== PASSAGE ==

Researchers estimated that Japan had around 20,000 cases of anisakiasis each year in 2018 and 2019. These figures are much higher than official data.
Anisakiasis is a parasitic disease caused by anisakid worms. Transmission occurs when infective larvae are ingested from fish or squid eaten raw or undercooked. The Japanese consume large amounts of seafood and it is common to have raw seafood, such as sushi and sashimi.
For anisakiasis, there is a big difference between food poisoning statistics from the Ministry of Health, Labor and Welfare and the actual incidence, the researchers said.
Using a database of health insurance claims from 2018 to 2019, scientists estimated the average annual incidence of anisakiasis in Japan at 19,737 cases. The database covers more than 8.4 million people per year, about 6% of the total population of Japan.
The number of patients registered in the database was 991 in 2018 and 766 in 2019, the study published in Emerging Infectious Diseases found.
Researchers estimated that the number of people with anisakiasis in Japan was 21,511 in 2018 and 17,962 in 2019. The number of patients recorded in food poisoning statistics during the same period was considerably lower than 478 in 2018 and 336 in 2019.
More attention on Anisakis infection
The government of Japan has asked local establishments such as restaurants and fishmongers as well as consumers to freeze seafood at -20 degrees C (-4 degrees F) for at least 24 hours before consuming it raw or remove the anisakid worms during cooking.
The Ministry of Health, Labor and Welfare of Japan provides food poisoning statistics with information on fish species reported by patients and preparation procedures associated with infections to help consumers and fishmongers avoid anisakiasis.
Scientists also obtained 189 anisakid worm larvae isolated from 181 patients with anisakiasis in 30 of Japan’s 47 prefectures in 2018 and 2019. They identified 168 larvae of Anisakis simplex sensu stricto, 10 larvae of Anisakis pegreffii and 11 Pseudoterranova azarasi larvae.
In Japan, Anisakis simplex parasites are responsible for the highest incidence, while Anisakis pegreffii parasites are the main cause in Europe and South Korea.
Symptoms of anisakiasis are abdominal pain, nausea, vomiting, abdominal distention, diarrhea, blood and mucus in the stools, and mild fever. Allergic reactions with skin rashes and itching, as well as anaphylaxis, may also occur. Treatment may require surgical removal of the worm.

== DATA FOR ANALYSIS ==
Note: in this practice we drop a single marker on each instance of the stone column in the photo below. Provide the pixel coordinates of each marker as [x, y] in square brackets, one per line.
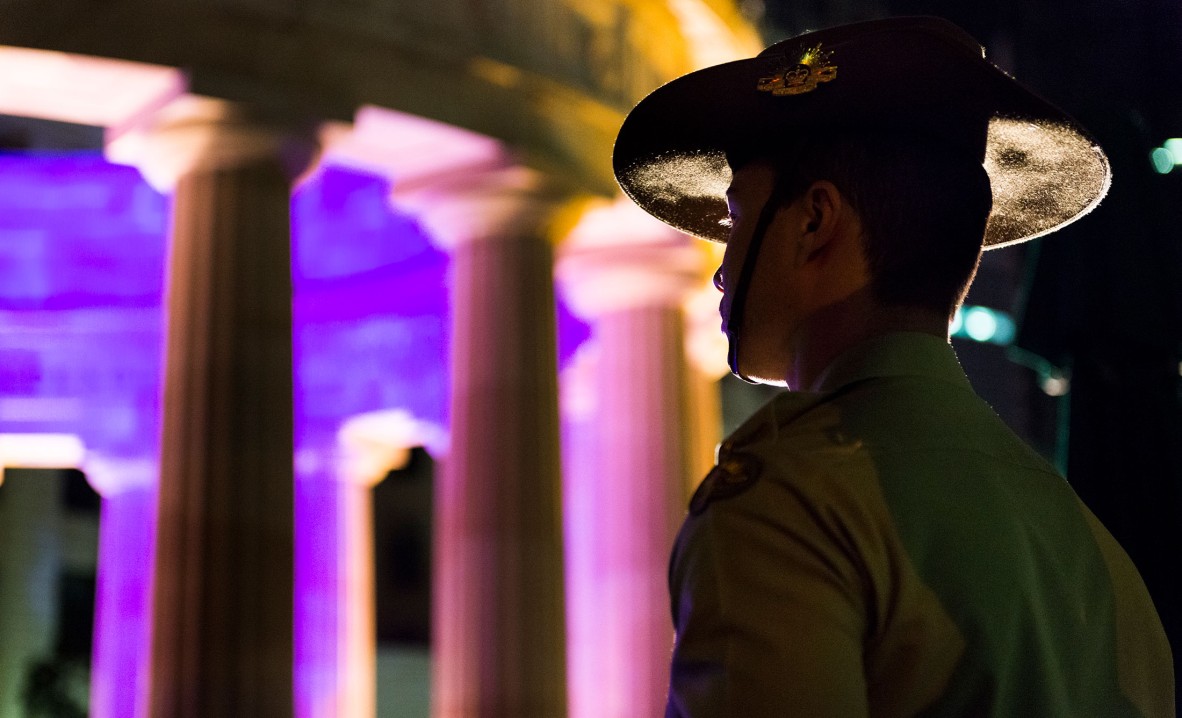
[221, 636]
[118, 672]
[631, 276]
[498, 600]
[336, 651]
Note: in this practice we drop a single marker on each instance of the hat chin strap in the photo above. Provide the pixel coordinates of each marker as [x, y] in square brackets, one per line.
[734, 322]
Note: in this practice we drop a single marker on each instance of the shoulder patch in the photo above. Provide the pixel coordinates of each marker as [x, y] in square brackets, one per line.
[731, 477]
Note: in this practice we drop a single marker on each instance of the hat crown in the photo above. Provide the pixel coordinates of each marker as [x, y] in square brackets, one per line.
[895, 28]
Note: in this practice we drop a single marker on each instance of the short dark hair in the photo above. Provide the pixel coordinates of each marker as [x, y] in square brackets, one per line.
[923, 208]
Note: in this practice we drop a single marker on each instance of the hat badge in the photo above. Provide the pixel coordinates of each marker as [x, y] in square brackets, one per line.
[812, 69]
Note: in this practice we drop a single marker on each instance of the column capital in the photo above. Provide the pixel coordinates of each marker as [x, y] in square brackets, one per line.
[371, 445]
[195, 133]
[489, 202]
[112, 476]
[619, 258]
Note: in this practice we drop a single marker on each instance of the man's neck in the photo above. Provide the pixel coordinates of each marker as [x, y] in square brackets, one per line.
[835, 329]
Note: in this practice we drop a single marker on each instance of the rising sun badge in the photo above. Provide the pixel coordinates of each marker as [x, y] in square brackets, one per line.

== PROBLEM TO WORK ON ==
According to the anisakiasis article, at what temperature and for how long does the Japanese government ask that seafood be frozen before it is eaten raw? Answer from the anisakiasis article only, not from the data.

== THE ANSWER ==
At -20 degrees C (-4 degrees F) for at least 24 hours.